From the records beneath, determine how many lines contain "target" and report only that figure.

**** Material for this task ****

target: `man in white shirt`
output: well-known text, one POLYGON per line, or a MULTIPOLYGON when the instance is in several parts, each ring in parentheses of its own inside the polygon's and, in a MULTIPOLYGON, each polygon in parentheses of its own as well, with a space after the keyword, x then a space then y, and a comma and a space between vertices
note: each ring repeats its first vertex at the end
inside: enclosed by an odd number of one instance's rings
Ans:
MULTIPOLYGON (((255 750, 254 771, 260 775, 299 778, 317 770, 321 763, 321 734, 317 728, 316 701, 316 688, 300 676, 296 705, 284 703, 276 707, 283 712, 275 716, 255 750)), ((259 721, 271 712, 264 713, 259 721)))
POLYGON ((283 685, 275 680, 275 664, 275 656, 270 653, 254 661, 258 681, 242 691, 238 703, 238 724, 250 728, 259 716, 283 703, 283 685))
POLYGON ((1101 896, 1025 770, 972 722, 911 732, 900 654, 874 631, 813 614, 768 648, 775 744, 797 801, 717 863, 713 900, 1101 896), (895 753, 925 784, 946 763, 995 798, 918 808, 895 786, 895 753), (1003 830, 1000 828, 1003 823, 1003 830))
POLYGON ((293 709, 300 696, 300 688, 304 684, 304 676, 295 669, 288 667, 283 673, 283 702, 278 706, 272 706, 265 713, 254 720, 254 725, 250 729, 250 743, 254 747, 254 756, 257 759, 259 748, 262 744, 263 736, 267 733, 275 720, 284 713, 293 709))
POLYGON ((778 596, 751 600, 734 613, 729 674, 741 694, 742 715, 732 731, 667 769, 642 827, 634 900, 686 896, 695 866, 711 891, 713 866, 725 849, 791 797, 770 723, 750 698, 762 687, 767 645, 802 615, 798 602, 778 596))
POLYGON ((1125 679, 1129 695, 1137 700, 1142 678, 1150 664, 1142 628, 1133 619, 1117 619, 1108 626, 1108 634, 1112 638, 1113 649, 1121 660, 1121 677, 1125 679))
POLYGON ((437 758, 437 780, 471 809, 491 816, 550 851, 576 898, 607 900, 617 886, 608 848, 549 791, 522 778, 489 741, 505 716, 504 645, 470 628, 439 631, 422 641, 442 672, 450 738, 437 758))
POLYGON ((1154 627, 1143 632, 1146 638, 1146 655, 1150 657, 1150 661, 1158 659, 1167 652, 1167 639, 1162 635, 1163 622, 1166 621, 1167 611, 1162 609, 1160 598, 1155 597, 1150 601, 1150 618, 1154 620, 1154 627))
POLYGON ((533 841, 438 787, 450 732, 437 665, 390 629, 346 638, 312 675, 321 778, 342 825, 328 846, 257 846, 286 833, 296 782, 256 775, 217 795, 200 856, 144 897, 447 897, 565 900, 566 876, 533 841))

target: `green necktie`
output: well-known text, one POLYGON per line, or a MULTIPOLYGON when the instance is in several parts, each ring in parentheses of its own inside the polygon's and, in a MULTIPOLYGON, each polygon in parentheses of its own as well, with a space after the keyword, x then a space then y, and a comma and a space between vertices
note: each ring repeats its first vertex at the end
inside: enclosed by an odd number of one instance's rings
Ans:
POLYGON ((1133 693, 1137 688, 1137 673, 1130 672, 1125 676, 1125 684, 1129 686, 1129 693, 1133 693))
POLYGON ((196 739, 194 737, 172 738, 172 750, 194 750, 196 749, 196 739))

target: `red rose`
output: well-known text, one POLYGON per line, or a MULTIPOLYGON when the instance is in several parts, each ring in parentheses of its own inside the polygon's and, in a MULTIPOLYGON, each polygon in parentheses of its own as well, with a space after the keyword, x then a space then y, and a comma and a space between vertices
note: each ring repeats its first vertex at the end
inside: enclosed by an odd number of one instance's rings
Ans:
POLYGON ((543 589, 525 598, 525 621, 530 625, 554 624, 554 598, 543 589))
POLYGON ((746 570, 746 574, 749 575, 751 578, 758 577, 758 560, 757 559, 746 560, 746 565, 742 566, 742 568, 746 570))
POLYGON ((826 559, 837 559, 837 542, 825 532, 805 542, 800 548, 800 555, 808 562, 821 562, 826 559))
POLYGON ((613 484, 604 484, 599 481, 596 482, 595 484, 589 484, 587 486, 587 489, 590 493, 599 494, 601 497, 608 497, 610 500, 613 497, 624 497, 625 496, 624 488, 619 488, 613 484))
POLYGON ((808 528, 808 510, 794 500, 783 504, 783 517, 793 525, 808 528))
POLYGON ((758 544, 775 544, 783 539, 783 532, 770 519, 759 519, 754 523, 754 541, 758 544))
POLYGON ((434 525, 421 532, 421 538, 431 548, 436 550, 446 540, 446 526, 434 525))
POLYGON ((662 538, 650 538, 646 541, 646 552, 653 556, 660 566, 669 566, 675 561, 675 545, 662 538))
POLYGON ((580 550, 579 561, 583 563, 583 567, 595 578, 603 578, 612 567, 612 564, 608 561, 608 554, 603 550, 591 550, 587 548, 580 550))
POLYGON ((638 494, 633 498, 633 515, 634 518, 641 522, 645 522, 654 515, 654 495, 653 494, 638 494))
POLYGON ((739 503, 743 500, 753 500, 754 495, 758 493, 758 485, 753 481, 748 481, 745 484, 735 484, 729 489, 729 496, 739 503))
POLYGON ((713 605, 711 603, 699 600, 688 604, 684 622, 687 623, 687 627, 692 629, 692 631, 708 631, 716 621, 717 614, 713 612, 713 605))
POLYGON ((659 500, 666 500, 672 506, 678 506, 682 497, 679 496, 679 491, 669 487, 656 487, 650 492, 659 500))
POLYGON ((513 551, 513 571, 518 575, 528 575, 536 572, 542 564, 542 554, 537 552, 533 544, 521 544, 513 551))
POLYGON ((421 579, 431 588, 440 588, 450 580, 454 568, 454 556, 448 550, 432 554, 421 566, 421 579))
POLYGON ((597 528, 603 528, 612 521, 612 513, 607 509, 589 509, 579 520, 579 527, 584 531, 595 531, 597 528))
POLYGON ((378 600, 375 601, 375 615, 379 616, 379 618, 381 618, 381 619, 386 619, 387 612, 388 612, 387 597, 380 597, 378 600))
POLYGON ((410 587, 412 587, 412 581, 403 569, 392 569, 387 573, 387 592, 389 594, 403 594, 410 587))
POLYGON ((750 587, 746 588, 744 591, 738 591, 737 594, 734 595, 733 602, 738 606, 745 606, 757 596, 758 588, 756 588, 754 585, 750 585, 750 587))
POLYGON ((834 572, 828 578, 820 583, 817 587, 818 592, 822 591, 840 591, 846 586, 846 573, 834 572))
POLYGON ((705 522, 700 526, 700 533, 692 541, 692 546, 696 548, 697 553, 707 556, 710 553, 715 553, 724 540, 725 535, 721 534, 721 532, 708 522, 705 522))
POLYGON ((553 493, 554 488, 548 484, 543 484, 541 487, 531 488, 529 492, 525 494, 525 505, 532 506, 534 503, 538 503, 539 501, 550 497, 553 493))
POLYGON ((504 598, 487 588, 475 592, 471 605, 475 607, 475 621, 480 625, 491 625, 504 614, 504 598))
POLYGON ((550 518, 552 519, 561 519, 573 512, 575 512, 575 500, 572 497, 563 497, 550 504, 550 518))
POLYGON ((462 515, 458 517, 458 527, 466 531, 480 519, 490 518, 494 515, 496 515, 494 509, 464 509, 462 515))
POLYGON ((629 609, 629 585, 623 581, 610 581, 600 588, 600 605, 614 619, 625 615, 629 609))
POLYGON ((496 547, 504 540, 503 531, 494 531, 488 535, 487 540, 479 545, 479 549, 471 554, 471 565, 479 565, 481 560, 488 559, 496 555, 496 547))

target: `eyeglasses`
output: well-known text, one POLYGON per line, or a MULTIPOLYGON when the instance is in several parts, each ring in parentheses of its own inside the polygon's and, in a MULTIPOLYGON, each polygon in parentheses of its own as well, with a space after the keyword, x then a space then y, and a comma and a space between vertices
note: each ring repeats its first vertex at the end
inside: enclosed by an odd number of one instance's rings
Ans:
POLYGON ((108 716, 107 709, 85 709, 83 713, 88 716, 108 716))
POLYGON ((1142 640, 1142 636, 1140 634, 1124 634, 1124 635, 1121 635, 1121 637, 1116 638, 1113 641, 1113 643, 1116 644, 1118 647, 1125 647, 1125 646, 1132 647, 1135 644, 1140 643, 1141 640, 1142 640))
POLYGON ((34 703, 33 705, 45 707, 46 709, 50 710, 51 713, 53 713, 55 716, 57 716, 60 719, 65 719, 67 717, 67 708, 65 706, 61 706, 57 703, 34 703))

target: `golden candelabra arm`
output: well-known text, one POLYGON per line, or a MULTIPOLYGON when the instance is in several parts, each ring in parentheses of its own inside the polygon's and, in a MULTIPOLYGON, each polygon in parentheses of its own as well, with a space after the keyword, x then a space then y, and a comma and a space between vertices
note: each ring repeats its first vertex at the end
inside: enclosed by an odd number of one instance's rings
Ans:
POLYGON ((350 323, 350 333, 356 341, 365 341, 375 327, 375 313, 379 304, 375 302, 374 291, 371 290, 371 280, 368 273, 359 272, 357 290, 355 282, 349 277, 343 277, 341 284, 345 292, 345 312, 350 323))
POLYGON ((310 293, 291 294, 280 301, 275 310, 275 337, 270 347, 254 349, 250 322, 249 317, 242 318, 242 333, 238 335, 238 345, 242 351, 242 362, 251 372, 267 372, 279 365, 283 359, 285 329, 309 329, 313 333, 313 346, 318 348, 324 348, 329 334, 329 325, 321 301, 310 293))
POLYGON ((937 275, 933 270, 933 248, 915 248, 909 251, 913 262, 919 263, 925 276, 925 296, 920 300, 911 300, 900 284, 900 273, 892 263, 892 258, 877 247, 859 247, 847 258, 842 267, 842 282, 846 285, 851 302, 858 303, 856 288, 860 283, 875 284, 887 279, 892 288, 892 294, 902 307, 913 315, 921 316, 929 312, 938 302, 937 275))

****

## Result
5